_What needs to be done:_
The records below need to be copied in full. Match them exactly.

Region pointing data
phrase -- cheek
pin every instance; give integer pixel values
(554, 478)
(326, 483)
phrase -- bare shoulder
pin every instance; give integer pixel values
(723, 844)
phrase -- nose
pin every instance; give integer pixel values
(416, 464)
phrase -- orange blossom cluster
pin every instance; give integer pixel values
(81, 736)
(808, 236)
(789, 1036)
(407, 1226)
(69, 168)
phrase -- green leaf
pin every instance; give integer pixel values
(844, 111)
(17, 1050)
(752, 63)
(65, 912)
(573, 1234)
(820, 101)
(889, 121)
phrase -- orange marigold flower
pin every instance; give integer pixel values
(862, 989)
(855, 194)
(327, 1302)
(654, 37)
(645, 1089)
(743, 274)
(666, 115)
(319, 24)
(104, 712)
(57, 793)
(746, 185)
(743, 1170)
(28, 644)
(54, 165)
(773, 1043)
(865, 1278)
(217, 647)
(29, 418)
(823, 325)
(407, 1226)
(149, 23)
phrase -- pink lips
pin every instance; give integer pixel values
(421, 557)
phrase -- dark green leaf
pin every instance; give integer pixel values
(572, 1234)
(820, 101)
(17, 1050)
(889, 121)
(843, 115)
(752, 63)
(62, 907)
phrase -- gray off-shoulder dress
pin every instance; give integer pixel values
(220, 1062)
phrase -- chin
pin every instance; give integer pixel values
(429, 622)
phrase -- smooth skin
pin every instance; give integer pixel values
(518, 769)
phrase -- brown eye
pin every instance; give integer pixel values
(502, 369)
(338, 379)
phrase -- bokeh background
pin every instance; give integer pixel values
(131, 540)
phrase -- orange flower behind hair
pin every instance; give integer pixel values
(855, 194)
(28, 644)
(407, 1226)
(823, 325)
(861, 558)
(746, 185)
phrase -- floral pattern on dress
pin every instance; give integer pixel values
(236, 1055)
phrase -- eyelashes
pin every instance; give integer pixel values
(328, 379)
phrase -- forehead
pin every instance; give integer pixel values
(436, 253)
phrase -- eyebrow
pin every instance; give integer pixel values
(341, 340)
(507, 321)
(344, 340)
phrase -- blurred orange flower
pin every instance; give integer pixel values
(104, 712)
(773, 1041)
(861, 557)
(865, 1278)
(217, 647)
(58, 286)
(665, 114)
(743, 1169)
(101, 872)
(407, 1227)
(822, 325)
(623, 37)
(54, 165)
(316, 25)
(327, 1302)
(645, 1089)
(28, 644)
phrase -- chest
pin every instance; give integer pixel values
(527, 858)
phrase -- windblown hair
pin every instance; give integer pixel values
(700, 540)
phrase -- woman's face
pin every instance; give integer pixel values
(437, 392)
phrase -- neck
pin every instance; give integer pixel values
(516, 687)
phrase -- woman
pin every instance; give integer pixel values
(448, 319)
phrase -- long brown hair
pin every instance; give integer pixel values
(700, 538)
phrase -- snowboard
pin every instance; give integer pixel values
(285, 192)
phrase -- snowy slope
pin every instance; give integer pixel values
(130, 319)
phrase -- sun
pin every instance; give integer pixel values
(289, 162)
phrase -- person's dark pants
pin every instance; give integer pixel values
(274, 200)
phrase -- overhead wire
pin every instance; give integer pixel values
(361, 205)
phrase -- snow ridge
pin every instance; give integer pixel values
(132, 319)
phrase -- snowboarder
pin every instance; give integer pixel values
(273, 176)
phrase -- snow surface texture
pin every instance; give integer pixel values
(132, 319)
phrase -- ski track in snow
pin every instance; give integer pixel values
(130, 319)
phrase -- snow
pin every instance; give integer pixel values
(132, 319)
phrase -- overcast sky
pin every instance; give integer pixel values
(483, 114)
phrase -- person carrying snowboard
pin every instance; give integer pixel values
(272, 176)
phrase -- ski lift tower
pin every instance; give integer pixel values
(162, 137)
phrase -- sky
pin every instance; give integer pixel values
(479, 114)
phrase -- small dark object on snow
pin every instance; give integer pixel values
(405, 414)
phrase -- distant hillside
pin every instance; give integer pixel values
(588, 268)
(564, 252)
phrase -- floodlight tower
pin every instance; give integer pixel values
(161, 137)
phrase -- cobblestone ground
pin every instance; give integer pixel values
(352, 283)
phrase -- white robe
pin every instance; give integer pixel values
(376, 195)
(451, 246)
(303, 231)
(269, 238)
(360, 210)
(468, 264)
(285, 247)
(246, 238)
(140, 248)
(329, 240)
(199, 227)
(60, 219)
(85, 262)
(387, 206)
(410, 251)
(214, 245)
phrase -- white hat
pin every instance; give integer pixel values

_Answer box:_
phrase -- cheek
pin every instance; give integer pixel values
(554, 478)
(326, 483)
phrase -- bare shoulder
pin every instance; give integer pixel values
(723, 844)
phrase -- nose
pin every instance; give integer pixel values
(416, 464)
phrase -- orange blossom cluster
pin every instance; give integer pixel values
(81, 736)
(808, 236)
(789, 1036)
(407, 1226)
(69, 168)
phrase -- green leaf
pin every instance; give integer pixel values
(844, 111)
(17, 1050)
(752, 63)
(65, 912)
(573, 1234)
(820, 101)
(889, 121)
phrase -- orange marigold flower
pin every instance; give integer pixel values
(862, 989)
(855, 194)
(327, 1302)
(654, 37)
(645, 1089)
(743, 274)
(666, 115)
(319, 24)
(104, 712)
(57, 793)
(746, 185)
(743, 1170)
(28, 644)
(54, 165)
(773, 1043)
(865, 1278)
(217, 647)
(29, 418)
(823, 325)
(407, 1226)
(149, 23)
phrase -- pink lips
pin every instance; give integer pixel values
(421, 557)
phrase -- dark green leaf
pin every instance; give integer pixel values
(572, 1234)
(820, 101)
(17, 1050)
(889, 121)
(843, 115)
(752, 63)
(62, 907)
phrase -- gray off-shoulder dress
pin every instance; give integer pixel values
(220, 1062)
phrase -- chin
pin every instance; give integer pixel values
(429, 622)
phrase -- smooth skin
pin every instance; give integer pixel values
(518, 769)
phrase -- brown eye
pin every instance; give integer pixel values
(502, 369)
(338, 379)
phrase -- bokeh background
pin every instance; give integer pixel values
(131, 540)
phrase -- orange flower behind hair
pin every instance; give integer pixel values
(855, 194)
(28, 644)
(407, 1226)
(823, 325)
(861, 558)
(746, 185)
phrase -- floral pattern on dress
pin every instance; give integer pixel values
(236, 1055)
phrase -- eyelashes
pin every instance; give integer pixel values
(328, 379)
phrase -- forehead
pin every instance; give integer pixel values
(436, 253)
phrase -- eyebrow
pin every instance; give integer pixel values
(341, 340)
(507, 321)
(344, 340)
phrase -- blurred orange flower
pin every instance; give integer pixel values
(104, 712)
(773, 1041)
(861, 557)
(865, 1278)
(217, 647)
(58, 286)
(665, 114)
(743, 1169)
(101, 872)
(407, 1227)
(822, 325)
(623, 37)
(54, 165)
(316, 25)
(327, 1302)
(645, 1089)
(28, 644)
phrase -- chest
pin every instance; give integer pixel values
(527, 858)
phrase -- windblown hair
pin every instance; give integer pixel values
(700, 540)
phrase -- woman's face
pin every instance; give integer pixel values
(437, 392)
phrase -- neck
pin every instance; give integer pixel values
(516, 687)
phrase -- woman
pin every instance; give integer pixel values
(448, 319)
phrase -- long brown hair
pin every instance; give integer pixel values
(700, 538)
phrase -- snowboard
pin every instance; give integer pixel values
(285, 192)
phrase -- snowy slope
pin every instance; give integer pixel values
(130, 319)
phrase -- sun
pin every instance; give integer pixel values
(289, 162)
phrase -- person's dark pants
pin every instance; give integer pixel values
(274, 200)
phrase -- overhead wire
pin every instance; give integer pixel values
(361, 205)
phrase -- snow ridge
pin every instance; give integer pixel values
(132, 319)
phrase -- snowboarder
pin every instance; give integer pixel values
(273, 176)
phrase -- snow surface texture
pin every instance; give integer pixel values
(132, 319)
phrase -- ski track in snow
pin every instance; give integer pixel values
(130, 319)
phrase -- snow
pin every instance; give integer pixel values
(132, 319)
phrase -- overcast sky
pin every instance; give integer pixel values
(483, 114)
phrase -- person carrying snowboard
pin every instance; give integer pixel values
(272, 176)
phrase -- ski lift tower
pin every instance; give integer pixel values
(162, 137)
phrase -- sky
pin every instance; give integer pixel values
(479, 114)
phrase -- small dark object on snow
pin every instance; give integer pixel values
(405, 414)
phrase -- distant hillside
pin every instance; give integer pixel values
(588, 268)
(564, 252)
phrase -- floodlight tower
pin every instance; give integer pixel values
(161, 137)
phrase -- cobblestone ground
pin every instance; give integer pixel values
(352, 283)
phrase -- white robe
pin every instance; give integer pixel values
(376, 195)
(451, 246)
(303, 231)
(269, 238)
(360, 210)
(468, 264)
(285, 247)
(246, 238)
(140, 248)
(329, 240)
(199, 227)
(60, 219)
(85, 262)
(387, 206)
(410, 251)
(214, 245)
phrase -- white hat
pin every instance; give integer pixel values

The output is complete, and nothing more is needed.